## Assignment
Print out the full listing exactly as it reads.

## Extracted entries
================================

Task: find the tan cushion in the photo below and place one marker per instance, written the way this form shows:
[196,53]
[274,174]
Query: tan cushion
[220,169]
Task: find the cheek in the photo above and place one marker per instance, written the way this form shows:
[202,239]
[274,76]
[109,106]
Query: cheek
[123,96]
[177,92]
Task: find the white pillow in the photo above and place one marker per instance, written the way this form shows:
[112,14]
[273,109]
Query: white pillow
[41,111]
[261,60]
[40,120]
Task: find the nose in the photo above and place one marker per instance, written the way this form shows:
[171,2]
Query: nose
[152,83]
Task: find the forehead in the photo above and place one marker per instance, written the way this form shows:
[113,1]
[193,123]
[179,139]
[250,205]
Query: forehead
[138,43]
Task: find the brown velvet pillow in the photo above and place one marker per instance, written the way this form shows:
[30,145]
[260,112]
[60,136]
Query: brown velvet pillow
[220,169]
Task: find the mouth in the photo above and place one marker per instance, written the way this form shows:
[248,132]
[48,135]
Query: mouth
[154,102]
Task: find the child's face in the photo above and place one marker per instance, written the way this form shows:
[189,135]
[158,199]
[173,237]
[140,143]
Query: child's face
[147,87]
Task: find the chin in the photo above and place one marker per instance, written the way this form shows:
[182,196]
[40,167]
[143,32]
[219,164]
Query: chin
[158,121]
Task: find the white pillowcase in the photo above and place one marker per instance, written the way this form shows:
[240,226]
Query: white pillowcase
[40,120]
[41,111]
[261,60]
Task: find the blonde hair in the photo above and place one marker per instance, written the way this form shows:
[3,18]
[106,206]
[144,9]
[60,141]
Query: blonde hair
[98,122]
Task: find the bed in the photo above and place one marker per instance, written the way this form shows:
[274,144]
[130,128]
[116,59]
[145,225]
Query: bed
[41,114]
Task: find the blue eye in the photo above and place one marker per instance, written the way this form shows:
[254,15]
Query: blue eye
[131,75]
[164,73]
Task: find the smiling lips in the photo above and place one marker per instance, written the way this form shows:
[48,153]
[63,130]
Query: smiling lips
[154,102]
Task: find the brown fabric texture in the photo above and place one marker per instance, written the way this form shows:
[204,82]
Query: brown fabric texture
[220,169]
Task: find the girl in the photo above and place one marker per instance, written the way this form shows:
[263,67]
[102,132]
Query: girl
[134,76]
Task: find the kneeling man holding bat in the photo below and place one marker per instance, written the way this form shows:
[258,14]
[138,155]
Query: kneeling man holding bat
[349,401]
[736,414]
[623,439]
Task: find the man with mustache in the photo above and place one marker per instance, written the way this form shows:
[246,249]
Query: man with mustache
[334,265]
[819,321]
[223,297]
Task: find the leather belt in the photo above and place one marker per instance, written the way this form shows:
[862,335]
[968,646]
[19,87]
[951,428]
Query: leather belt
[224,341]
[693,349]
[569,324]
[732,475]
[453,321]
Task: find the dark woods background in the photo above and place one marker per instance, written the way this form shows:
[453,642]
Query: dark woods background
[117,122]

================================

## Output of the task
Task: find the tan cushion in the photo below and place one marker per instance, written the way this form shows:
[196,53]
[274,174]
Query: tan cushion
[220,169]
Task: find the cheek in the photo above and place one marker per instance, written the way this form shows:
[202,239]
[274,76]
[109,106]
Query: cheek
[123,96]
[177,92]
Task: find the white pillow in the photo above and place one marker per instance, written the way this form shows:
[112,14]
[273,109]
Query: white pillow
[41,111]
[261,60]
[40,120]
Task: find the nose in the photo above and place one marker per instance, written the way this form shows:
[171,2]
Query: nose
[152,83]
Task: find the forehead in the photo above and place one marker per instance, written the way this form shows:
[113,1]
[193,123]
[179,139]
[250,205]
Query: forehead
[138,43]
Task: find the brown velvet pillow in the photo above and place one marker per instance, written the way this form shows:
[30,145]
[260,112]
[60,136]
Query: brown velvet pillow
[220,169]
Task: find the mouth in the photo above and place one marker per instance, written the way this form shows:
[248,132]
[48,135]
Query: mouth
[154,102]
Task: find the child's face in the photo above and place one marker per instance, written the way this form shows:
[189,135]
[158,199]
[173,237]
[140,143]
Query: child's face
[147,87]
Task: find the chin in the photo above and place one marker per instance, written the way this form shows:
[182,196]
[40,167]
[143,32]
[219,164]
Query: chin
[158,121]
Task: find the white pillowcase in the photo above and place one marker per instance, written the way this form shows:
[240,226]
Query: white pillowcase
[40,120]
[41,111]
[261,60]
Task: find the blonde hair in the photo above and place one marker per instance, written the way this form shows:
[3,18]
[106,206]
[144,9]
[60,141]
Query: blonde hair
[98,122]
Task: find the bed in the photo above and place one marker per instance, written the way this form shows:
[274,144]
[130,128]
[116,59]
[145,225]
Query: bed
[41,114]
Task: find the blue eye in the photo above and place one marker per instance, written the way this form shows:
[254,15]
Query: blue eye
[131,75]
[164,73]
Task: find the smiling lips in the photo above and place one marker per instance, written the way this form shows:
[48,153]
[63,130]
Query: smiling lips
[154,102]
Task: find the brown fabric texture in the photo above and place one marker per instance, written the way this form shows:
[204,82]
Query: brown fabric texture
[220,169]
Task: find the girl in the photo above and place one marker per instance, written the way this form shows:
[263,67]
[102,132]
Query: girl
[134,76]
Task: find the kneeling man holding bat in the photo below and place one marker per instance, written the way this form shows:
[258,14]
[138,155]
Query: kneeling man holding bat
[349,401]
[736,414]
[623,439]
Task: find the man with mustache in the photo above and place one marker per instance, written the way this form shows:
[246,249]
Query: man with mustache
[334,265]
[819,321]
[223,297]
Task: find the leather belt in the photo above and place one marker per instance, written the way this form shows:
[862,335]
[968,646]
[19,87]
[951,428]
Query: leather belt
[224,341]
[693,349]
[569,324]
[732,475]
[453,321]
Task: find the dark woods background in the photo above and place one marker per instance, written the way this form shows:
[453,642]
Query: dark woods background
[117,122]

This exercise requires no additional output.